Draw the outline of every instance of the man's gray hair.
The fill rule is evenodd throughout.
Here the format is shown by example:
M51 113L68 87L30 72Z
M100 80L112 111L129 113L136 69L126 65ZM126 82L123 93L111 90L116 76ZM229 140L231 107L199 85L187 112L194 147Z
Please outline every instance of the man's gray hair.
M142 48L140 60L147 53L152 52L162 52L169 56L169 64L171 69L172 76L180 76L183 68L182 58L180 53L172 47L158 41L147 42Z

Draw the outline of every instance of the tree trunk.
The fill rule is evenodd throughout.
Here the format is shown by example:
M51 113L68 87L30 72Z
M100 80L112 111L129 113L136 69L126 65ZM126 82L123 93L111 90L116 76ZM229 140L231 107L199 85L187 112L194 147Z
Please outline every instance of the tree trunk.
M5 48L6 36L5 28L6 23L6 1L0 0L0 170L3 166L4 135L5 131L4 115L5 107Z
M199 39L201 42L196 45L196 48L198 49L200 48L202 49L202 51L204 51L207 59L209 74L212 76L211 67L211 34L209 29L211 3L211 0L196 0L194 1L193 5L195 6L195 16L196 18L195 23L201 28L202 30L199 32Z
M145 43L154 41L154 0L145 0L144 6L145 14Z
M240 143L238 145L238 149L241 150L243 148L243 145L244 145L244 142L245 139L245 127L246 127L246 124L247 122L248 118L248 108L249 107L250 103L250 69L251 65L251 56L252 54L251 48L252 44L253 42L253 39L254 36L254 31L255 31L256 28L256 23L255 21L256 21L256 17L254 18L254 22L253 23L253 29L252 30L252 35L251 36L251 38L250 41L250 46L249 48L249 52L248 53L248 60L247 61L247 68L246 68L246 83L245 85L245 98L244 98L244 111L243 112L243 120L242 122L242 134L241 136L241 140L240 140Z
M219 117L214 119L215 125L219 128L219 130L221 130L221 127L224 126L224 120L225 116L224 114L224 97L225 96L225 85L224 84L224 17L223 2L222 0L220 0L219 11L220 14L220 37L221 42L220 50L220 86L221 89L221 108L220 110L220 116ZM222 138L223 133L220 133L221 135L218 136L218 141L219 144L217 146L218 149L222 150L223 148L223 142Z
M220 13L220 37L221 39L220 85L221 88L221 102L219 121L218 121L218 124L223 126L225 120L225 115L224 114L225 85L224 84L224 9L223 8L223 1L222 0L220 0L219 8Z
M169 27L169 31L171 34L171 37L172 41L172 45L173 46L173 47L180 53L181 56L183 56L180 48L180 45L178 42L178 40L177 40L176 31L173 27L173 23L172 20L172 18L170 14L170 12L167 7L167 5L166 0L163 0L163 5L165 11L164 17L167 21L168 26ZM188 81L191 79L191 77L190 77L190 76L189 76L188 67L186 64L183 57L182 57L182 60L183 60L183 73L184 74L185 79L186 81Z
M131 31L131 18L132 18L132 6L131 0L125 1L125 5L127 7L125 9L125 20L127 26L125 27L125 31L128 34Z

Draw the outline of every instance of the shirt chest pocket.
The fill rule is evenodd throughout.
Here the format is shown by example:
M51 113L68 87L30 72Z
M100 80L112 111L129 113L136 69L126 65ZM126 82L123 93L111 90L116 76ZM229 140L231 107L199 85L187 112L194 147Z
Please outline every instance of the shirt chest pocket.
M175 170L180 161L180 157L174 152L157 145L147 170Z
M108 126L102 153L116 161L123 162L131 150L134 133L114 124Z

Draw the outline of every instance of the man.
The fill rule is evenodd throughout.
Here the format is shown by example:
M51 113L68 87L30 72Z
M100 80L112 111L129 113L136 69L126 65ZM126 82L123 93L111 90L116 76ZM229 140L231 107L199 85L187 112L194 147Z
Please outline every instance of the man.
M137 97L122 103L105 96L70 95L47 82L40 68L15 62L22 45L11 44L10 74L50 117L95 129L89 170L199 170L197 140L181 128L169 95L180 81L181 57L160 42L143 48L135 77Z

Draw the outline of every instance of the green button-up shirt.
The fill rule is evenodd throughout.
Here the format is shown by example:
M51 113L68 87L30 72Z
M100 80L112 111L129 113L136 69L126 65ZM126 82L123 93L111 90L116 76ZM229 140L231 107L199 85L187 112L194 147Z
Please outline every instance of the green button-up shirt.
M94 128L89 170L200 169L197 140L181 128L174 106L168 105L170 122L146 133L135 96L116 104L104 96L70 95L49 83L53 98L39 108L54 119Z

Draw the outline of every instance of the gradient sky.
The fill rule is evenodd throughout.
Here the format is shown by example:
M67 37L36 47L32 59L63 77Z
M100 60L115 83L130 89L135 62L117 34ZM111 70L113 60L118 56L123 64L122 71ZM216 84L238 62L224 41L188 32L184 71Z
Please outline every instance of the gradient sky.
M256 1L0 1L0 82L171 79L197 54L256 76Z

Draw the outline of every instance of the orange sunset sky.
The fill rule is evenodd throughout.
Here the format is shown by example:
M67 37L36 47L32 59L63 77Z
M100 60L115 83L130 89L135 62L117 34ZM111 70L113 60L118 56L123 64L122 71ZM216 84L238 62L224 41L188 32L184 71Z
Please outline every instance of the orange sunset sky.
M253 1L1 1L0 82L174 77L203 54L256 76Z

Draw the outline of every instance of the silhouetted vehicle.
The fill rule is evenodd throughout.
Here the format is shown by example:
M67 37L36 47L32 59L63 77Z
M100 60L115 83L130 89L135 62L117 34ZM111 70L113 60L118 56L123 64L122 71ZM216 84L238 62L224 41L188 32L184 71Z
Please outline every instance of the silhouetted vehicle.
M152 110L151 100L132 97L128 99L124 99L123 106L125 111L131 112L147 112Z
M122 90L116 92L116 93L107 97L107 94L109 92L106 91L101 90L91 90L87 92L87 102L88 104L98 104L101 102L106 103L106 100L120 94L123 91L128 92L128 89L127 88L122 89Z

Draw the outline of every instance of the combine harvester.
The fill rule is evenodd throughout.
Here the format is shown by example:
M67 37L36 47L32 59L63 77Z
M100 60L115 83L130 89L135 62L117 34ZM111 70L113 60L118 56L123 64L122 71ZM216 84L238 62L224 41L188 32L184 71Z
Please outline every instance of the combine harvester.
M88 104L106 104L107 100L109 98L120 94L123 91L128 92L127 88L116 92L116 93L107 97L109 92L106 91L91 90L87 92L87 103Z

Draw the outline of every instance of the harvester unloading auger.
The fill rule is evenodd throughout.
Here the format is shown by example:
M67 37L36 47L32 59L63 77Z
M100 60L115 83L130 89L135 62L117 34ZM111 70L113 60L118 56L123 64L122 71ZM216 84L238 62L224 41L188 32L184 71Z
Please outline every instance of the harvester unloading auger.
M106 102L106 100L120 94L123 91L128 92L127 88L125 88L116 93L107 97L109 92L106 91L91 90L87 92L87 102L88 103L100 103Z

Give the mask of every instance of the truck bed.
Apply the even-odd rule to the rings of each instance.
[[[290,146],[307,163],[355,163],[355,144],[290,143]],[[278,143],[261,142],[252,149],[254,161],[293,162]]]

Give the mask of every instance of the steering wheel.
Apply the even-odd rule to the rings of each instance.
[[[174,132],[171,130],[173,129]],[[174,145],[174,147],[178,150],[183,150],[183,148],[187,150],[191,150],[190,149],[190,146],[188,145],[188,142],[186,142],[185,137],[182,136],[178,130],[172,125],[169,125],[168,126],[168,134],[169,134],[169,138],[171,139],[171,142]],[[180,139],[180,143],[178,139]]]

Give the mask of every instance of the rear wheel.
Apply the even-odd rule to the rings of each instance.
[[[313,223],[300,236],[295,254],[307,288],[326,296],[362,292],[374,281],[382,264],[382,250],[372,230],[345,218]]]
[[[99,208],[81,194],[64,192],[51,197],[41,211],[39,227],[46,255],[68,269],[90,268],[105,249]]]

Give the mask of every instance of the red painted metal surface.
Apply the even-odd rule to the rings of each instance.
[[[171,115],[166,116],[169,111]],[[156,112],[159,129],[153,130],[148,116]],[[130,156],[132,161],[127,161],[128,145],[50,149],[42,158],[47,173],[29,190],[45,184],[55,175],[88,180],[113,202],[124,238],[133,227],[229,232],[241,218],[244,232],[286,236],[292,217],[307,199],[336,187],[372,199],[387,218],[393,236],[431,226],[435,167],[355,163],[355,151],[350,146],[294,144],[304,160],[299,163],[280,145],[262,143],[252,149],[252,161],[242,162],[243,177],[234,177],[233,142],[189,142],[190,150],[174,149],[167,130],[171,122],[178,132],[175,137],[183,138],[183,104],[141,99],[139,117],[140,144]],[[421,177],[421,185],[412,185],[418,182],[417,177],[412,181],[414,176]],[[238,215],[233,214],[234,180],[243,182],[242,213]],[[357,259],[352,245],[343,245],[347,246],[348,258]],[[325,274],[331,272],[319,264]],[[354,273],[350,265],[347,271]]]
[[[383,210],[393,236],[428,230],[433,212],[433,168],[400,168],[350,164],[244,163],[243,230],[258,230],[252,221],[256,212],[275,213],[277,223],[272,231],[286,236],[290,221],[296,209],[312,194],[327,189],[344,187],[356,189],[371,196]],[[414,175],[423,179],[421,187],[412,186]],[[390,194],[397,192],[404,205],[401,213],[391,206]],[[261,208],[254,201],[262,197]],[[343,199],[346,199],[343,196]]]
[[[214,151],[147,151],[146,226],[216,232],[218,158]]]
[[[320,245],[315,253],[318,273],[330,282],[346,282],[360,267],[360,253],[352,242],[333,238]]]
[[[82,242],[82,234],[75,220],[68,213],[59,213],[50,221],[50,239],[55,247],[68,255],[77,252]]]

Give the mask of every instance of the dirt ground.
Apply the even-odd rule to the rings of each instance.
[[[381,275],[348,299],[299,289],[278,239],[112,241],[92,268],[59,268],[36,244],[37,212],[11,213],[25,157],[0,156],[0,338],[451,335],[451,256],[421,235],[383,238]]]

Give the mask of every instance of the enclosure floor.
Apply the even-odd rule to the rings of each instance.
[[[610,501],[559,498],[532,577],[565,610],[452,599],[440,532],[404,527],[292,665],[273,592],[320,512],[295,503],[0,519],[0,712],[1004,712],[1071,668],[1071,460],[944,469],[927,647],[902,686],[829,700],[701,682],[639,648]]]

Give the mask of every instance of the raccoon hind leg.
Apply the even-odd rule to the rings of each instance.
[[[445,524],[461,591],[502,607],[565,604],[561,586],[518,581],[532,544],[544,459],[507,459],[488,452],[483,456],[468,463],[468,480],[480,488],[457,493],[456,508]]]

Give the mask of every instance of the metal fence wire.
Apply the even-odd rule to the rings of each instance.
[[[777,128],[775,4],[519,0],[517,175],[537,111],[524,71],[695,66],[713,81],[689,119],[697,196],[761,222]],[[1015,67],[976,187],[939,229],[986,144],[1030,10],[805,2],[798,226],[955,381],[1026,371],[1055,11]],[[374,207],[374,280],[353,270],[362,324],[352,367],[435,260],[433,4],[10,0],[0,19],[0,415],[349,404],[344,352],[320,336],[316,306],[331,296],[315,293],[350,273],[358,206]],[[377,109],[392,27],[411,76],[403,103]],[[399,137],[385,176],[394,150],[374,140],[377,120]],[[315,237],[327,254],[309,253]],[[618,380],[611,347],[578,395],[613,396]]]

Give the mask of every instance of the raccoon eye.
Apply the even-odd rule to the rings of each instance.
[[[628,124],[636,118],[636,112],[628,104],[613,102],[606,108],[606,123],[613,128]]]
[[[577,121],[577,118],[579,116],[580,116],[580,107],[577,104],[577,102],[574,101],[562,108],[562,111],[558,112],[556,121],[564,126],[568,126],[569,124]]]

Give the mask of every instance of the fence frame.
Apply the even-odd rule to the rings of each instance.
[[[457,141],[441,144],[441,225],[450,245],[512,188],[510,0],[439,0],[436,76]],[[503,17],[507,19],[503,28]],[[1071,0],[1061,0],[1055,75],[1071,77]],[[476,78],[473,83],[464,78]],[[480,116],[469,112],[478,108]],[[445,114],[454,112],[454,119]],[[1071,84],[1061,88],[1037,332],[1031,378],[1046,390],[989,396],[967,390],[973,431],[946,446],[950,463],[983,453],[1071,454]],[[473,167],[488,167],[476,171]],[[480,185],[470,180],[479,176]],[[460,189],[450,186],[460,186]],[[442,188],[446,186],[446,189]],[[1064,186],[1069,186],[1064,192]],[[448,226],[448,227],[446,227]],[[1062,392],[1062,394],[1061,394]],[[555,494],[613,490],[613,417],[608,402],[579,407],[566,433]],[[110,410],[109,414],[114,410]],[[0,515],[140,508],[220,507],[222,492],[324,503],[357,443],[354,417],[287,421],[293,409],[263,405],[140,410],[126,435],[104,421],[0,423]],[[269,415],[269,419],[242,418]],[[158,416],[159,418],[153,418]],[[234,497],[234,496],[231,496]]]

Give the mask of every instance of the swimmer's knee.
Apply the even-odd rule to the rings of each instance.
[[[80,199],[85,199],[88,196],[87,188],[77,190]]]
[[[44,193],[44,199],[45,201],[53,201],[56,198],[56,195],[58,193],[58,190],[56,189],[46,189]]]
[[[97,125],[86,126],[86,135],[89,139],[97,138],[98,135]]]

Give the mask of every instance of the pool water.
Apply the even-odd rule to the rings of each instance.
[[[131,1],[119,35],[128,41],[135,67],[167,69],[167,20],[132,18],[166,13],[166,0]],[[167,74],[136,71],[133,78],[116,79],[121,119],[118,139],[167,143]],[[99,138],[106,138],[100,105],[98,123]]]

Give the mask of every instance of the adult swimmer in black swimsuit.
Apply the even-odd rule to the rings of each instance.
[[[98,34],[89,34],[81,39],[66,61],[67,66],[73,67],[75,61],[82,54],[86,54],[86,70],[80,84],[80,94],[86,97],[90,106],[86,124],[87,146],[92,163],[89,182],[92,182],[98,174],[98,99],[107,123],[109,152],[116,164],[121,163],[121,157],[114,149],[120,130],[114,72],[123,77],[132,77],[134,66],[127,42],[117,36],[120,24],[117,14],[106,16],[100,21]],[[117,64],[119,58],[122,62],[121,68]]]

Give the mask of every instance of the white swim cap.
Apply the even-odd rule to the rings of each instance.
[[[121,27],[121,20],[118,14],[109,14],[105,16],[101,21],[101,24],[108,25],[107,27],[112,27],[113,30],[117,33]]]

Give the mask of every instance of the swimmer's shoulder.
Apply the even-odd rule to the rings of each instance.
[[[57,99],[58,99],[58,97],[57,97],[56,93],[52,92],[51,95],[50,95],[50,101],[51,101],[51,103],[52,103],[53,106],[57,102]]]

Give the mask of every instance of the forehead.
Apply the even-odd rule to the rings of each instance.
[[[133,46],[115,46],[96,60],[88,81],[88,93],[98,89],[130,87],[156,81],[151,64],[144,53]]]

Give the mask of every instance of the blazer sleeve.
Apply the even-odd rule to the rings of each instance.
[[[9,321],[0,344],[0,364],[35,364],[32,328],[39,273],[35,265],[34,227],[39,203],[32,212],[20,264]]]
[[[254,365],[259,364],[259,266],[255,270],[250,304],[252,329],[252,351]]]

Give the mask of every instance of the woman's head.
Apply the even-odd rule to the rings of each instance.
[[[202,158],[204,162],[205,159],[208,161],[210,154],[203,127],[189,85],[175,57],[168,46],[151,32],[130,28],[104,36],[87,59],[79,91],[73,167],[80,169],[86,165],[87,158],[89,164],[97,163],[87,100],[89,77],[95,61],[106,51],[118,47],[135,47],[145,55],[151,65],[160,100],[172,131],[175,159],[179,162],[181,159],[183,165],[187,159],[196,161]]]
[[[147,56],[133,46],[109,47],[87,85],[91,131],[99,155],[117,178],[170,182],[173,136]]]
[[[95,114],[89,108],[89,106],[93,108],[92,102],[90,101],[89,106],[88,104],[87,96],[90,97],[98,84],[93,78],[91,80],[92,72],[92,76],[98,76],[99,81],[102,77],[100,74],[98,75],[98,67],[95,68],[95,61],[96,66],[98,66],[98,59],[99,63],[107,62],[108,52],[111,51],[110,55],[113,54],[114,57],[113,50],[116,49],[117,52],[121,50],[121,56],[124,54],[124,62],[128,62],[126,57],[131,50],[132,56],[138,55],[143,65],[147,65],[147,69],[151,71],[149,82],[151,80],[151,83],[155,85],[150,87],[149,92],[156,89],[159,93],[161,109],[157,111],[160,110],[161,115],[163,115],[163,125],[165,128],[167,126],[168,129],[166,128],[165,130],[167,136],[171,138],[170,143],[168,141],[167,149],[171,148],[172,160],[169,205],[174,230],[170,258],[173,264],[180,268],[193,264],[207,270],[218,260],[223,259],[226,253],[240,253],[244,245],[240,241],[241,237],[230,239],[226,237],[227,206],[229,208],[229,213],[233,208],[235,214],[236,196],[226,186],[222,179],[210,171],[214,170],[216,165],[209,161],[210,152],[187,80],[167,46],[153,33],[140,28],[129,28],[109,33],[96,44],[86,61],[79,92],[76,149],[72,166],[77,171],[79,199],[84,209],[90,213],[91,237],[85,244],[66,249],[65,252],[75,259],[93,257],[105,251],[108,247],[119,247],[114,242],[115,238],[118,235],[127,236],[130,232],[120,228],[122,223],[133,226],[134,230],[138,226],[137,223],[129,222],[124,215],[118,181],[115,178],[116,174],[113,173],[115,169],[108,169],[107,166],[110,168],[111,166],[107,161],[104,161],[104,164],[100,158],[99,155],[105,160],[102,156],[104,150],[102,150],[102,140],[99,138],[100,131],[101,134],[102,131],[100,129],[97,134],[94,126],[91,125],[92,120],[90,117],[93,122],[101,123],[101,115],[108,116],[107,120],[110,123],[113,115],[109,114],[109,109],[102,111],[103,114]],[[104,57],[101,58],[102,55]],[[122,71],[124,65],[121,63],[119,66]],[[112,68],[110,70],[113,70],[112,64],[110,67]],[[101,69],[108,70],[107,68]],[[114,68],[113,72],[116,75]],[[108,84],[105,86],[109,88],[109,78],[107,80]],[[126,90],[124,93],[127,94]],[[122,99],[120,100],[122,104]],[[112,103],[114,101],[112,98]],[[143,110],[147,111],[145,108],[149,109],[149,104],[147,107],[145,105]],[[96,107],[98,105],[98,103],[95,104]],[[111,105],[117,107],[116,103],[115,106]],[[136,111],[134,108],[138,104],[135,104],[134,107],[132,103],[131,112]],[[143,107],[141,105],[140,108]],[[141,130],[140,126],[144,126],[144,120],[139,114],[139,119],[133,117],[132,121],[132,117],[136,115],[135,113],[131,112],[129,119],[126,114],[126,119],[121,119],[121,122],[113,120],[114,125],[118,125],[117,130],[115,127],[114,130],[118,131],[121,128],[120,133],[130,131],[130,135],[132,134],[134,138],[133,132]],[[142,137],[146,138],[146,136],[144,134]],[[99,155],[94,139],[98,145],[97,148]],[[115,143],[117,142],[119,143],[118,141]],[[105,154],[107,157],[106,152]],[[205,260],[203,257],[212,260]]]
================================
Rewrite the stretch of the material from the line containing "Draw the outline of every instance of the shirt" through the line containing "M108 126L102 153L116", replacing "chest pocket" with "breast pocket" and leaving everything else unchanged.

Draw the outline of every instance of the shirt breast pocket.
The fill rule is evenodd throughout.
Here the format is shown by example:
M51 113L68 87L30 72Z
M100 80L112 111L129 113L136 69L126 65ZM126 82L123 93L111 90L116 76ZM229 140L231 107L199 85L187 112L194 147Z
Please outline every instance of the shirt breast pocket.
M175 170L180 161L180 157L174 152L157 145L147 170Z
M108 126L102 153L116 161L123 162L131 150L134 133L114 124Z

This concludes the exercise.